As a clinical geneticist, Dr. Judith Hall, professor of pediatrics and medical genetics at the University of British Columbia, strives to take new developments in genetics and apply them to families to provide options for reproduction and prenatal diagnosis care detection: "Clinical genetics is based on the principle that families have a right to this information so they can make the right decisions for them."

Hall's primary interest is congenital anomalies (or birth defects), and she informs the audience that one in every twenty children is born with a major anomaly. "The recent advances in developmental biology have given a major insight into what happens to the fetus and that what happens to the fetus does determine adult health," Hall states. She emphasizes the fact that there are transgenerational effects involved in birth defects, and in the interest of survival, we naturally program certain biochemical reactions which establish themselves when we are fetuses.

» Information:
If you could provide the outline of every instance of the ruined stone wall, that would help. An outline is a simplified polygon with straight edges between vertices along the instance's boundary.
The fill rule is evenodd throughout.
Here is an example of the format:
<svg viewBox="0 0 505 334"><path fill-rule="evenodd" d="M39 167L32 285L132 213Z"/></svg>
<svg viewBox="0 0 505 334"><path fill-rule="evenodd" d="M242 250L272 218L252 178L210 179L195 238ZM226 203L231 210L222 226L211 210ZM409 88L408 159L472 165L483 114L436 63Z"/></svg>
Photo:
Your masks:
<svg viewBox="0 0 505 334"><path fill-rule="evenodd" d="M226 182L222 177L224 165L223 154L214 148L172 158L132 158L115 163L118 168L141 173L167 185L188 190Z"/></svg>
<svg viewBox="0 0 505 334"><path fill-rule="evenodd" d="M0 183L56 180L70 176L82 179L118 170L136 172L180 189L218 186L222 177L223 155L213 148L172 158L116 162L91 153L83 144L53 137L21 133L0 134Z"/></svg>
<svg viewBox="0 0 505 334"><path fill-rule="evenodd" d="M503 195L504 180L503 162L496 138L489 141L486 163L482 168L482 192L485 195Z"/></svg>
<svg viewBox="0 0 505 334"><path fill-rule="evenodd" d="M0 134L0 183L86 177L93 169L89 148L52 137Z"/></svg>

» Assignment: Name every field of science or medicine mentioned in the passage on Dr. Judith Hall.

» Reply:
- genetics
- pediatrics
- medical genetics
- clinical genetics
- developmental biology